- **Work to be completed**:
Restate all the entries exactly as they appear, apart from the pictures.

==== Material for this task

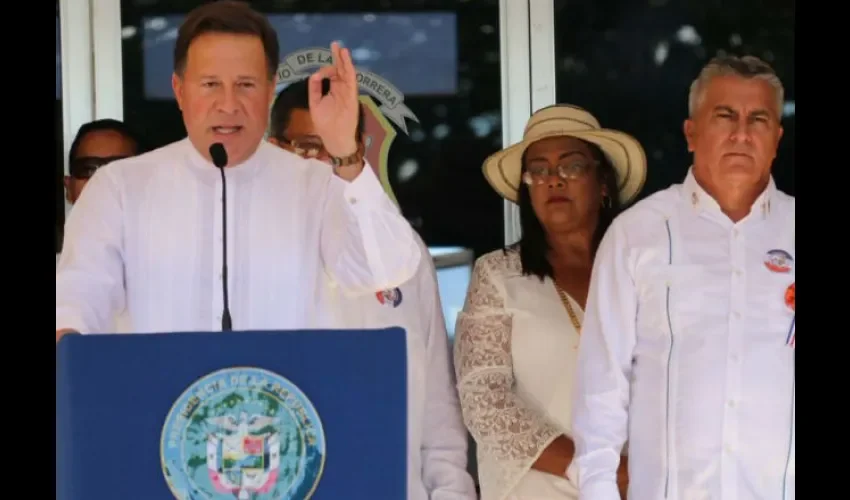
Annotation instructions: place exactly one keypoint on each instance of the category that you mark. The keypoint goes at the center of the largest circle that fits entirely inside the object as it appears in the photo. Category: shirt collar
(206, 170)
(700, 201)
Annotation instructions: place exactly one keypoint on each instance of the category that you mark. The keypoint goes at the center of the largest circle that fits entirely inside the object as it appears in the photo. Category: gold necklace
(566, 301)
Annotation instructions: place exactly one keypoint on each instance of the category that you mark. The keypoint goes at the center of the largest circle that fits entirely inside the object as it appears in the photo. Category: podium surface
(318, 414)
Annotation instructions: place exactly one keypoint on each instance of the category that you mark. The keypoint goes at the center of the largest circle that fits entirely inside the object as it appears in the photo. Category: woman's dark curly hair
(533, 246)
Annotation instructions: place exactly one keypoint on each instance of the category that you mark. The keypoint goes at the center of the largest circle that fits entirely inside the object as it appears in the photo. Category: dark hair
(533, 246)
(226, 16)
(295, 96)
(105, 124)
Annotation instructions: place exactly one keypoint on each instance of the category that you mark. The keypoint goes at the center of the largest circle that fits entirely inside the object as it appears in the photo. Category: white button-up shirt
(437, 439)
(147, 234)
(685, 352)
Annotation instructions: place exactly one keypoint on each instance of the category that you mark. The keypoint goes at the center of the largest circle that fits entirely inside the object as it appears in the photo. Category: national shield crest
(245, 434)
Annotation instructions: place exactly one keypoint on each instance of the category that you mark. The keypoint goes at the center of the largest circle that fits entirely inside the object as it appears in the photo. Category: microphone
(219, 157)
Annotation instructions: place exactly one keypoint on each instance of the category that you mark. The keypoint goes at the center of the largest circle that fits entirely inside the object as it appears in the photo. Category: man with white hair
(687, 350)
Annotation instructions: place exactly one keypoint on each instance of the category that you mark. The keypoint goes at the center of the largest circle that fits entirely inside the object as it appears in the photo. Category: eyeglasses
(308, 147)
(84, 167)
(539, 174)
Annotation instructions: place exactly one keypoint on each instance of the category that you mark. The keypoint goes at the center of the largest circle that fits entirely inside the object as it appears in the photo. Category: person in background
(147, 232)
(437, 441)
(688, 346)
(96, 144)
(516, 338)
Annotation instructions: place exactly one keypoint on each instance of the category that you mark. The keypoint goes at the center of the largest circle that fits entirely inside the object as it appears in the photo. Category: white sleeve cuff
(572, 473)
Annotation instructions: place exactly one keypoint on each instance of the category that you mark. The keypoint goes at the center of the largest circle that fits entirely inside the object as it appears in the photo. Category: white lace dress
(515, 352)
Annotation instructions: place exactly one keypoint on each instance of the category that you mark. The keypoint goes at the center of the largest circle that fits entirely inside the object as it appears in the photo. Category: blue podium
(318, 414)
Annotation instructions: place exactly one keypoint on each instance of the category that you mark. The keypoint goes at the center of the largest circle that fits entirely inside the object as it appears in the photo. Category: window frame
(526, 27)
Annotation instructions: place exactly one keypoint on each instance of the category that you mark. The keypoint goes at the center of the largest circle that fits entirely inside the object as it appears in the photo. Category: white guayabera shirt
(687, 350)
(437, 439)
(146, 234)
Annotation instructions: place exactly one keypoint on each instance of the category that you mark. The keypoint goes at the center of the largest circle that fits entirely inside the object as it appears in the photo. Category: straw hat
(503, 169)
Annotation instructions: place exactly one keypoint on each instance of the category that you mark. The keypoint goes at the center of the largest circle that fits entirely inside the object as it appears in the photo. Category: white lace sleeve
(509, 435)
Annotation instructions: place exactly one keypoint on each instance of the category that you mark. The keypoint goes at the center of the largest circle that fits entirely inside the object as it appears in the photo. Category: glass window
(631, 64)
(444, 59)
(60, 149)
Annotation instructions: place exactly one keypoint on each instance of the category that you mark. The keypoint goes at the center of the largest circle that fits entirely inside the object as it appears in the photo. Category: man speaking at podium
(223, 230)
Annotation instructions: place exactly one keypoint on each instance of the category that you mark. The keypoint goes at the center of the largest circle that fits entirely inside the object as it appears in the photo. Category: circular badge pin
(242, 434)
(778, 261)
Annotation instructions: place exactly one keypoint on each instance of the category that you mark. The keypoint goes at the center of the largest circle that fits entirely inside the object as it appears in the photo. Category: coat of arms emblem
(383, 106)
(245, 434)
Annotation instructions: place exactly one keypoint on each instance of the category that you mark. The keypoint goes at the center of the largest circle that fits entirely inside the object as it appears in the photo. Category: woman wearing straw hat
(518, 334)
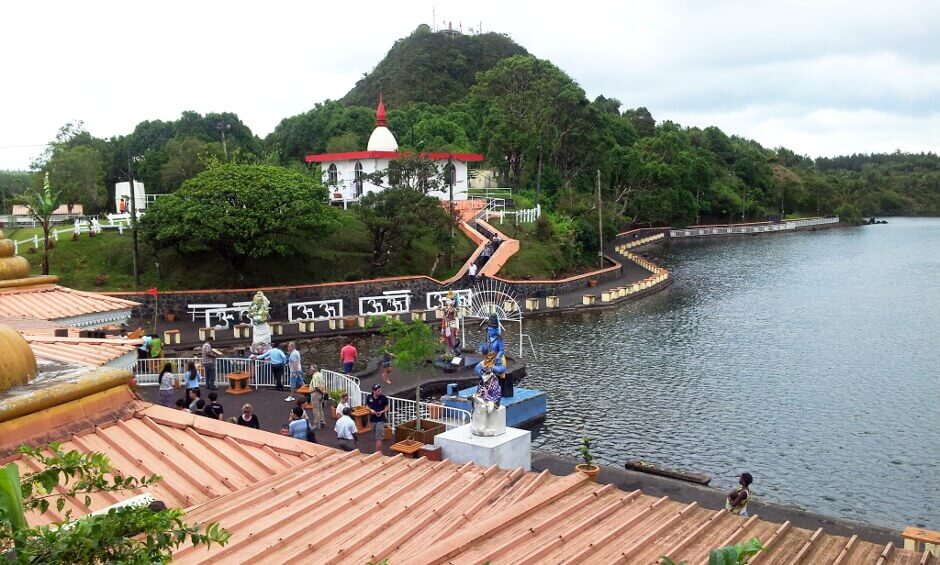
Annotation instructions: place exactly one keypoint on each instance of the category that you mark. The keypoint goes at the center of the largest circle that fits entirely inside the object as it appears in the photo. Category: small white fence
(754, 228)
(400, 409)
(119, 222)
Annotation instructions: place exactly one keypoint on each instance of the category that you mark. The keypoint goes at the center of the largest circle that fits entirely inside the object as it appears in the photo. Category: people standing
(343, 404)
(346, 437)
(208, 362)
(317, 394)
(348, 356)
(295, 368)
(248, 418)
(387, 362)
(278, 361)
(194, 396)
(737, 500)
(166, 380)
(213, 409)
(191, 376)
(378, 407)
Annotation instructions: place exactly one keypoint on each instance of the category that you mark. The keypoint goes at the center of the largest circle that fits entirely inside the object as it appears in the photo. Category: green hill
(431, 67)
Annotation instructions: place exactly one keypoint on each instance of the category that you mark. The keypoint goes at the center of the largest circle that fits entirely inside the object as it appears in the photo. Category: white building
(344, 173)
(122, 197)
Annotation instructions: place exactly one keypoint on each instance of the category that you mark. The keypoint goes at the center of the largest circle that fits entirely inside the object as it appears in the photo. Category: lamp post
(130, 179)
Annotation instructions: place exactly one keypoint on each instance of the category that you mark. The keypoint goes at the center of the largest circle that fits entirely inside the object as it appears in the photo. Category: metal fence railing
(259, 372)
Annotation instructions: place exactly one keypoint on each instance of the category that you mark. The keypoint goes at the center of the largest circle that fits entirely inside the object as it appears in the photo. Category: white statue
(259, 313)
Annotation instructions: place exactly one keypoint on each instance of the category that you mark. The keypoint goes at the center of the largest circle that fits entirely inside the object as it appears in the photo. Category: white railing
(754, 228)
(400, 409)
(339, 381)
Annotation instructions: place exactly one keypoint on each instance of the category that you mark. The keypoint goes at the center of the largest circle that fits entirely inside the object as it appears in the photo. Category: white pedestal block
(510, 450)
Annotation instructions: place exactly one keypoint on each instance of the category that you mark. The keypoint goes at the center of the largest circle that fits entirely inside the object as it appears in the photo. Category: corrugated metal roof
(199, 459)
(350, 508)
(52, 302)
(86, 351)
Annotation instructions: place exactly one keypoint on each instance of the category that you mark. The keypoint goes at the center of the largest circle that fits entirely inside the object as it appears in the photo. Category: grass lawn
(342, 256)
(536, 259)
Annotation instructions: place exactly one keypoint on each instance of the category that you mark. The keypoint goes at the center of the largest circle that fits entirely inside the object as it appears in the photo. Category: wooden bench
(200, 309)
(915, 537)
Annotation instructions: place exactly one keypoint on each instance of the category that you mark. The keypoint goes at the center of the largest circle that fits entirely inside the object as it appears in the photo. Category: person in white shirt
(343, 404)
(345, 429)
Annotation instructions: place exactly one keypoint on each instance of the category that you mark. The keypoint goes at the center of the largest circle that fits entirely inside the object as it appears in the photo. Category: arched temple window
(358, 178)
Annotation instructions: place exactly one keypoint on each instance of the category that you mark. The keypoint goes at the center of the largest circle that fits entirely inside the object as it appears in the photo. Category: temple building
(346, 174)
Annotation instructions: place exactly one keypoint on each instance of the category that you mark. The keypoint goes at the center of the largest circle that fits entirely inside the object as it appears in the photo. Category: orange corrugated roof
(52, 302)
(199, 459)
(350, 508)
(36, 326)
(86, 351)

========

- **Solution for this exercise**:
Annotation instructions: place exactly one keypoint on each instance of the category that you mark. The keypoint goes at the center of the largest circle that fits entirely inside the object as it appears in the photo. Category: shirt collar
(206, 170)
(700, 201)
Annotation instructions: place exactly one keypoint on each instance of the category that you mark. The keypoint goes at the center of the largest circle that fits entirely inside the object as it appears in the photo. Category: gold necklace
(566, 301)
Annotation instructions: place exactly one keypoint on each instance of the category that you mark. The keypoint goes at the center of the largest circle that fits entirely inside the object as it appears in the photo. Category: podium surface
(318, 414)
Annotation instructions: place exactly one keypoint on each instance of the category that you mark. The keypoint goes at the center of the largest circle that fits entirely inside the object as it appears in the photo. Category: woman's dark curly hair
(533, 246)
Annotation instructions: place exactly one keypoint on each instance of the category that you mark. The keypoint goes at the center of the largest circle that fits entirely inside the object as it appears in the photo. Category: dark hair
(533, 246)
(226, 16)
(295, 96)
(105, 124)
Annotation instructions: place exactly one keypoint on each instance of the category that you mark. The keypoint goes at the center of the largest circle that fits entirely inside the object as it appears in the photo. Category: white button-up shirt
(437, 439)
(147, 234)
(685, 352)
Annotation instructions: place exactly one keypoint on each instance of the category that you mark. The keypoint goes at the center of the largest circle that fits entirely inside the object as it appears in the photo. Category: national shield crest
(245, 434)
Annotation instructions: place exactly one keypoint on each instance of the category that you mark. The keypoint goes at the center of the largest circle that fits entirely inside the object as it appears in the photo. Category: microphone
(219, 157)
Annotation instructions: place exactly one keypoint on each instance of the category that you mark. The keypoint goes at the center of the largest circle that fits entirely inside the object as it appears in the photo. Category: man with white hair
(687, 350)
Annotation instructions: place exactly one keypoint on each instance of the category that you mark. The keypoint goes at the center of the largest circle that fits entirely inside the object as it appears in the photo. Category: eyeglasses
(308, 147)
(84, 167)
(539, 174)
Annotation instructions: place exactly one keypoint on each instance of the category that you mark. The keypoint goes at the center of the largest circle that fits entirely inside the object as it appears in the photo. Category: person in background
(147, 232)
(437, 441)
(688, 346)
(96, 144)
(516, 338)
Annotation instructions: place exactly one keypoint on each instance of the category that you mark. The keypoint goes at the center of the largest circle that fits entirely inside the object as it appears in the photo. Category: white sleeve cuff
(572, 473)
Annotation instructions: place exactly one keypoint on each instance of the category that you mark. The keypoint goes at the center of the largest circle that fits entirely inside the object as it appears in the photo. Category: white lace dress
(515, 352)
Annotation instructions: place exactly one keypoint on each instance of the category that you mark. The keypoint goes at the center of the largest circle that fits entirely inside the object as it appears in the photo. Category: blue podium
(318, 414)
Annotation instructions: place exactly one keypoint on each instance of the category that you mark. The keypoint goes at the center of the largest circle that fits entirely inside the object as it appears in the photo. Category: window frame
(526, 27)
Annotation instructions: place exactly one keypoint on each instance of the category that you mark. The keypoint goes at the center of the largest circle that fits entirely inside the object as it appears in the photo. Category: white guayabera shirt
(687, 350)
(437, 439)
(146, 234)
Annotation instructions: place exactly one keypoint on each instance of the category that you mark. The keypoint goes at the center of the largest circle that fits entirely inside the object as it appears in the photo. Category: straw hat
(503, 169)
Annotation instructions: place exactly one keypoint on each instance of the category that you mark. The keypoint goes at the center of the largest circle that fits entirely inside the object as it appears in the photo. Category: white lace sleeve
(509, 435)
Annotation instructions: place exactly one keypoint on each instance of the category that you mark. The keypoint goes at the center of the largest circle that fits entirely inside the object as it appears in the photo. Category: glass window
(631, 64)
(444, 59)
(60, 149)
Annotation instructions: place exactly one keypoint on each instance of the category that you mark. The keypoint goes at the center of the largest circle that fits entirely inside the object as it appears in the photo. Category: man speaking at podium
(223, 230)
Annotation instructions: place exactly one keypoint on each instance of the category that you mark. The keypoint goes at the center of the largest circle that fits entirely inside the object as it appears in the photo. Category: circular badge pin
(242, 434)
(778, 261)
Annotation instructions: place exactly one keypoint on each instance of the category that you mark. The keypoint goes at the center of the largest circle that fits entirely inside the object as it appears in the photo. Category: coat of arms emblem
(383, 106)
(245, 434)
Annotation instructions: place exactly one keypoint on each instance of the category that you mark. The keypoint goes at the center of the largest circle that fits entirely inside the object as it appears in the photo. Category: woman wearing straw hat
(518, 334)
Annotation instructions: place exactly one keypoint on each instance of the category that you mark. The keypoint goes at the center of the largest circle that fits entirely inside the object as it appears in the photo. Category: small white fence
(754, 228)
(400, 409)
(119, 222)
Annotation instructions: place exactly one keypoint on each instance of the category that you mark. The keypoint goes at the center of the largest circle that fits entirely inside the object as it appears in the photo. Category: people standing
(343, 404)
(346, 437)
(208, 362)
(317, 394)
(348, 356)
(295, 368)
(248, 418)
(387, 362)
(278, 361)
(194, 396)
(737, 500)
(166, 380)
(213, 409)
(191, 376)
(378, 407)
Annotation instructions: place exactly one keypoint on each instance of the category that you mark. The keypoint goes at the center of the largest circle that fits entirely inside the object as it appears in the photo. Category: green hill
(431, 67)
Annotation instructions: place exactly one keypoint on each instance of the category that you mark. The keypoint goes at the center of the largest circle that fits entirely inside the object as it appears in the photo. Category: white building
(344, 173)
(122, 197)
Annotation instructions: place exactly one keypoint on each instance of the category that you mark. The keypoint goes at the center of the largest circle that fits entirely inside the object as it appears in the photo. Category: lamp post
(130, 179)
Annotation instructions: place exactly one keypoint on each instance of the category that you mark. The keypoint goes at the center of the largest circle that fits entirely inside the object as it appears in the photo. Category: metal fence railing
(259, 372)
Annotation instructions: place exactly one keypoint on each instance of the category that you mark. The keypoint goes at the center of the largest circle that fits entirely inside the object as it appears in the photo. Category: white statue
(259, 313)
Annotation instructions: place exactly one keypoint on each instance of the category that you mark. The keypoint goes at the center of the largest circle that fits entirely inside the object as it appears in the photo. Category: white railing
(754, 228)
(400, 409)
(339, 381)
Annotation instructions: place exactly one keypoint on each instance of the category that you mark. The keypoint goes at the center of the largest circle that fits entirely inside the object as it appears in the photo. Category: white pedestal block
(510, 450)
Annotation instructions: place exactly one keypoint on each instance of the category that you mark. The keypoint goes at the center of the largest circle that fits entirely inside the object as it appears in the photo. Category: corrugated metal roof
(199, 459)
(350, 508)
(52, 302)
(86, 351)
Annotation instructions: place exactly one keypoint on each instance of the category that you mark. The keypoint goes at the center of the largest circle that fits entirely inside the object as it appears in the photo. Category: grass lawn
(342, 256)
(536, 259)
Annotation instructions: place exactly one keypoint on each instance of the category that you mark. The keypoint goes at the center of the largest circle that fits entirely inside the object as it appears in the photo. Category: wooden bench
(200, 309)
(915, 537)
Annotation instructions: place exactly one keypoint on each instance of the category that you mark. The keypoint goes at the center of the largest circle that fits entirely inside the object as it appears in the photo. Category: person in white shirt
(343, 404)
(345, 429)
Annotation instructions: place exactly one keypoint on each instance of the category that you mark. The keypoint goes at the center of the largest circle that fits entirely inside the object as it appears in the photo. Category: arched temple window
(358, 178)
Annotation instructions: place exactly one keypoint on each instance of the category that you mark. The keypoint goes at the center of the largest circle that fits entirely inside the object as it appears in the photo. Category: temple building
(346, 174)
Annotation instructions: place exactly one keypoint on each instance of the category that you mark. The keypoint goes at the center of the largest circle that fits entirely inside the object as it appears in the photo. Category: orange corrugated roof
(52, 302)
(199, 459)
(350, 508)
(36, 326)
(86, 351)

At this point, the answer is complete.